EXERCISE BRIEF:
Render the entries below as a Markdown table with the columns Row and Entry, one row per line, numbered in order, with blank lines omitted.

TASK INPUTS:
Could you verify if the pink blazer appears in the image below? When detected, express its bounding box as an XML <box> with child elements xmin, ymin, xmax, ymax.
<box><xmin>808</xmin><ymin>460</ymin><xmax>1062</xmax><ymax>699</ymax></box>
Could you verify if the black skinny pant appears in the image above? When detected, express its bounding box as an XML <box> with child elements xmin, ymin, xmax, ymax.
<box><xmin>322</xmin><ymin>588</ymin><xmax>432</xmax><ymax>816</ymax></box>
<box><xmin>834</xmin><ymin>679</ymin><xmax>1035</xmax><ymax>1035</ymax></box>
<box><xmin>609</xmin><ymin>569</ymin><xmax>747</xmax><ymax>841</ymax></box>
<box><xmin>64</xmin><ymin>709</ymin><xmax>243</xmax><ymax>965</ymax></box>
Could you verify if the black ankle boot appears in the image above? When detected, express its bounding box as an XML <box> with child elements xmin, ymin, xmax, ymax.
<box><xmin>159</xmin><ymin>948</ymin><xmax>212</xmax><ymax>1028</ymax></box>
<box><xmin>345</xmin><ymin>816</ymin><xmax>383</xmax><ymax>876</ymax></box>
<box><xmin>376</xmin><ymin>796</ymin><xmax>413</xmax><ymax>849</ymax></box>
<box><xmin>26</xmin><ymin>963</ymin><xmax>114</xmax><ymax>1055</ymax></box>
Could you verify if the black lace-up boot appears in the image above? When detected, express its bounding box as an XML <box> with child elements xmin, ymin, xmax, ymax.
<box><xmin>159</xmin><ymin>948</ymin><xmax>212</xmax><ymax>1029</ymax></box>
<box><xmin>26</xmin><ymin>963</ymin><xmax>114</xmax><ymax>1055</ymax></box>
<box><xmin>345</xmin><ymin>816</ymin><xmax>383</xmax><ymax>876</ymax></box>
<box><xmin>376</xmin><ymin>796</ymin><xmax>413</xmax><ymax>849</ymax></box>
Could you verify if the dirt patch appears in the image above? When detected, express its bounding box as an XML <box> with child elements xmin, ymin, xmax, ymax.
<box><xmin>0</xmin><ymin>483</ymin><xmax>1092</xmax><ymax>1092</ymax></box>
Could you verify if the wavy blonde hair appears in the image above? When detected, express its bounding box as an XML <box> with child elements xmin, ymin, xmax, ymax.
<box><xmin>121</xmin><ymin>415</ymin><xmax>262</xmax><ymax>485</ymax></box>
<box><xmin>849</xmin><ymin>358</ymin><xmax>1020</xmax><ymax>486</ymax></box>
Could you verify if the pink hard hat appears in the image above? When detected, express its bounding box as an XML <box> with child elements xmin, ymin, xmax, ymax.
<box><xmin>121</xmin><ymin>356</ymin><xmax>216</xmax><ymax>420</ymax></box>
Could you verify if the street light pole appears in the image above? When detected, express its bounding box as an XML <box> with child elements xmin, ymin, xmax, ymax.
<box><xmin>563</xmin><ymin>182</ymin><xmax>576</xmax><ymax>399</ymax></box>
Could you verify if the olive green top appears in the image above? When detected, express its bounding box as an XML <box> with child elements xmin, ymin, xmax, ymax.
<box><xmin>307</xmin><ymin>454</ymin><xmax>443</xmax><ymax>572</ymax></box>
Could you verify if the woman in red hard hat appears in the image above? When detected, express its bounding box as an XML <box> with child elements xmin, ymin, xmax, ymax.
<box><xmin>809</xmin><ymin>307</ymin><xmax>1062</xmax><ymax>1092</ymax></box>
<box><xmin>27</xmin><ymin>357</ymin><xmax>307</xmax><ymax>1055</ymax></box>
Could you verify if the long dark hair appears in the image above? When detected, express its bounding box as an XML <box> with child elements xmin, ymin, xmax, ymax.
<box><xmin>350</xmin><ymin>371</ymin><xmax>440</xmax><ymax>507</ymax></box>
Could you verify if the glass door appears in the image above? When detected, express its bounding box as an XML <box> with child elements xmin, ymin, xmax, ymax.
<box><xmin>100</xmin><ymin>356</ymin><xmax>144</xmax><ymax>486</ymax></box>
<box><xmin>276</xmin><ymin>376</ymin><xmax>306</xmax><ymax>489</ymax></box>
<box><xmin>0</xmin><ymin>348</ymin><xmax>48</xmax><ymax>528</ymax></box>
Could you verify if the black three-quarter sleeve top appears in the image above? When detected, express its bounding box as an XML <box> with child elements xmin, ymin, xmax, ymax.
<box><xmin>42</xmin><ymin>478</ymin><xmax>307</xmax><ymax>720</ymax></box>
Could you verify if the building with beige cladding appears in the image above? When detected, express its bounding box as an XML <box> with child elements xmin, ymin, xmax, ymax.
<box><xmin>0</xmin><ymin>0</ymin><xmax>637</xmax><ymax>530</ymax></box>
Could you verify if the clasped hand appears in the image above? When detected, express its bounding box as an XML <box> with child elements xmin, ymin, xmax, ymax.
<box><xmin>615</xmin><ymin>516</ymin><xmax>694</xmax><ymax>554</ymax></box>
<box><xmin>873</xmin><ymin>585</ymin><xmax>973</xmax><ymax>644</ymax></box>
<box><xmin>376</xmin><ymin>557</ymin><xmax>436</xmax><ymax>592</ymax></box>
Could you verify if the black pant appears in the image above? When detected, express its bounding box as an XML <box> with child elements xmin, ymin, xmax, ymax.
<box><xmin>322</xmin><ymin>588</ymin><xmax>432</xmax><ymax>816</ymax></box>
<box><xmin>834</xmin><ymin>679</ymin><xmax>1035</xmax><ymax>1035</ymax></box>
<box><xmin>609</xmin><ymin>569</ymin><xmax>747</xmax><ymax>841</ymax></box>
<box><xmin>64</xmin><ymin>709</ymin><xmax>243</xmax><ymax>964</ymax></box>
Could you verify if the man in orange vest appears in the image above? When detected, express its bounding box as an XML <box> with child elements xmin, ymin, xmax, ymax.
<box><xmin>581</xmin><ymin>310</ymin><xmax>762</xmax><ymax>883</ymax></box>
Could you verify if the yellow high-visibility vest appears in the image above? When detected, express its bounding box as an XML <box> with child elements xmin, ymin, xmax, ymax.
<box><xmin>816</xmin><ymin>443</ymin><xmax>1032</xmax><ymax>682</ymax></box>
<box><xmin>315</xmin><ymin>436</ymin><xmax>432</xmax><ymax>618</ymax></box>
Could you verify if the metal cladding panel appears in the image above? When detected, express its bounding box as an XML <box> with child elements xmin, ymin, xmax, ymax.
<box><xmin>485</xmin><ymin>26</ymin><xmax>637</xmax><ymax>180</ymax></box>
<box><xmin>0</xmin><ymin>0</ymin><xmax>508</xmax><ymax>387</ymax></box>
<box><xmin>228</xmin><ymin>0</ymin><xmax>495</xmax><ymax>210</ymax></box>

EXERCISE OUTPUT:
| Row | Entry |
|---|---|
| 1 | Could you verify if the pink blazer appears in the image below? When detected, express its bounding box as an XML <box> with child elements xmin, ymin, xmax, ymax. |
| 2 | <box><xmin>808</xmin><ymin>460</ymin><xmax>1062</xmax><ymax>699</ymax></box> |
| 3 | Could you verify if the black skinny pant appears in the image above? When detected, express its bounding box as an XML <box> with child elements xmin, ymin, xmax, ymax. |
| 4 | <box><xmin>322</xmin><ymin>588</ymin><xmax>432</xmax><ymax>816</ymax></box> |
| 5 | <box><xmin>834</xmin><ymin>679</ymin><xmax>1035</xmax><ymax>1035</ymax></box> |
| 6 | <box><xmin>609</xmin><ymin>569</ymin><xmax>747</xmax><ymax>841</ymax></box> |
| 7 | <box><xmin>64</xmin><ymin>709</ymin><xmax>243</xmax><ymax>965</ymax></box> |
| 8 | Could you verify if the black ankle boot appears in the image above? When detected, express its bounding box as an XML <box> with child elements xmin, ymin, xmax, ymax. |
| 9 | <box><xmin>159</xmin><ymin>948</ymin><xmax>212</xmax><ymax>1028</ymax></box> |
| 10 | <box><xmin>345</xmin><ymin>816</ymin><xmax>383</xmax><ymax>876</ymax></box> |
| 11 | <box><xmin>376</xmin><ymin>796</ymin><xmax>413</xmax><ymax>849</ymax></box> |
| 12 | <box><xmin>26</xmin><ymin>963</ymin><xmax>114</xmax><ymax>1055</ymax></box> |
| 13 | Could you verify if the black lace-up boot appears in the image above? When detected, express its bounding box as an XML <box> with child elements xmin, ymin, xmax, ymax. |
| 14 | <box><xmin>159</xmin><ymin>948</ymin><xmax>212</xmax><ymax>1029</ymax></box> |
| 15 | <box><xmin>26</xmin><ymin>963</ymin><xmax>114</xmax><ymax>1055</ymax></box> |
| 16 | <box><xmin>345</xmin><ymin>816</ymin><xmax>383</xmax><ymax>876</ymax></box> |
| 17 | <box><xmin>376</xmin><ymin>796</ymin><xmax>413</xmax><ymax>849</ymax></box> |
| 18 | Could you verify if the dirt patch appears in the image above? When detected, express its bounding box as an XML <box> with child elements xmin, ymin, xmax, ymax. |
| 19 | <box><xmin>0</xmin><ymin>483</ymin><xmax>1092</xmax><ymax>1092</ymax></box> |
| 20 | Could you verify if the wavy blonde hair appears in the image above? When detected, express its bounding box as an XML <box> with child elements xmin, ymin, xmax, ymax. |
| 21 | <box><xmin>121</xmin><ymin>415</ymin><xmax>262</xmax><ymax>485</ymax></box> |
| 22 | <box><xmin>849</xmin><ymin>358</ymin><xmax>1020</xmax><ymax>486</ymax></box> |
| 23 | Could you verify if the pink hard hat appears in the image above? When detected, express its bounding box as an XML <box> with child elements xmin, ymin, xmax, ymax. |
| 24 | <box><xmin>121</xmin><ymin>356</ymin><xmax>216</xmax><ymax>420</ymax></box> |
| 25 | Could you verify if the street light pole appears in the image above? When detected, express its bounding box as an XML <box> with child elements xmin, ymin, xmax, ymax. |
| 26 | <box><xmin>563</xmin><ymin>182</ymin><xmax>576</xmax><ymax>399</ymax></box> |
| 27 | Could you verify if the olive green top appears in the image above? When detected, express its bounding box as an XML <box> with child elements xmin, ymin, xmax, ymax. |
| 28 | <box><xmin>307</xmin><ymin>454</ymin><xmax>443</xmax><ymax>572</ymax></box> |
| 29 | Could you verify if the woman in red hard hat appears in the image above? When detected, express its bounding box as an XML <box> with child elements xmin, ymin, xmax, ymax. |
| 30 | <box><xmin>809</xmin><ymin>307</ymin><xmax>1062</xmax><ymax>1092</ymax></box> |
| 31 | <box><xmin>27</xmin><ymin>357</ymin><xmax>307</xmax><ymax>1055</ymax></box> |
| 32 | Could you verify if the long dark hair appears in the image above? When detected, express its bounding box as an XML <box> with child elements xmin, ymin, xmax, ymax. |
| 33 | <box><xmin>350</xmin><ymin>371</ymin><xmax>440</xmax><ymax>507</ymax></box> |
| 34 | Could you verify if the glass door appears in the image above? When detected, express its bounding box as an XML <box> with child elements xmin, ymin, xmax, ymax. |
| 35 | <box><xmin>100</xmin><ymin>356</ymin><xmax>144</xmax><ymax>486</ymax></box> |
| 36 | <box><xmin>276</xmin><ymin>376</ymin><xmax>306</xmax><ymax>489</ymax></box> |
| 37 | <box><xmin>0</xmin><ymin>348</ymin><xmax>48</xmax><ymax>528</ymax></box> |
| 38 | Could you verify if the black three-quarter sleeve top appears in the image above? When detected, express its bounding box as an XML <box> with child elements xmin, ymin, xmax, ymax. |
| 39 | <box><xmin>42</xmin><ymin>478</ymin><xmax>307</xmax><ymax>720</ymax></box> |
| 40 | Could you verify if the building with beige cladding appears in the image above? When detected, express its bounding box as an XML <box> with child elements xmin, ymin, xmax, ymax. |
| 41 | <box><xmin>0</xmin><ymin>0</ymin><xmax>637</xmax><ymax>530</ymax></box> |
| 42 | Could you verify if the clasped hand appears in the image above? When detected, express its bounding box as an XML <box> with child elements xmin, ymin, xmax, ymax. |
| 43 | <box><xmin>615</xmin><ymin>516</ymin><xmax>694</xmax><ymax>554</ymax></box> |
| 44 | <box><xmin>873</xmin><ymin>585</ymin><xmax>973</xmax><ymax>644</ymax></box> |
| 45 | <box><xmin>376</xmin><ymin>557</ymin><xmax>436</xmax><ymax>592</ymax></box> |
| 46 | Could you verify if the black pant appears in the image above? When detected, express its bounding box as an XML <box> with child elements xmin, ymin, xmax, ymax. |
| 47 | <box><xmin>322</xmin><ymin>588</ymin><xmax>432</xmax><ymax>816</ymax></box> |
| 48 | <box><xmin>834</xmin><ymin>679</ymin><xmax>1035</xmax><ymax>1035</ymax></box> |
| 49 | <box><xmin>609</xmin><ymin>569</ymin><xmax>747</xmax><ymax>841</ymax></box> |
| 50 | <box><xmin>64</xmin><ymin>709</ymin><xmax>243</xmax><ymax>964</ymax></box> |
| 51 | Could you verify if the man in orange vest appears in the image above? When detected, express its bounding box as an XML <box> with child elements xmin, ymin, xmax, ymax. |
| 52 | <box><xmin>581</xmin><ymin>310</ymin><xmax>762</xmax><ymax>883</ymax></box> |
| 53 | Could you verify if the yellow high-visibility vest appears in the image above? When detected, express its bounding box as an XML <box> with child elements xmin, ymin, xmax, ymax. |
| 54 | <box><xmin>816</xmin><ymin>443</ymin><xmax>1032</xmax><ymax>682</ymax></box> |
| 55 | <box><xmin>315</xmin><ymin>436</ymin><xmax>432</xmax><ymax>618</ymax></box> |
| 56 | Could you verify if the metal cladding panel appears in the image above? When detected, express its bounding box as an XML <box> with child elements xmin, ymin, xmax, ymax. |
| 57 | <box><xmin>485</xmin><ymin>26</ymin><xmax>637</xmax><ymax>180</ymax></box> |
| 58 | <box><xmin>0</xmin><ymin>0</ymin><xmax>508</xmax><ymax>387</ymax></box> |
| 59 | <box><xmin>228</xmin><ymin>0</ymin><xmax>495</xmax><ymax>210</ymax></box> |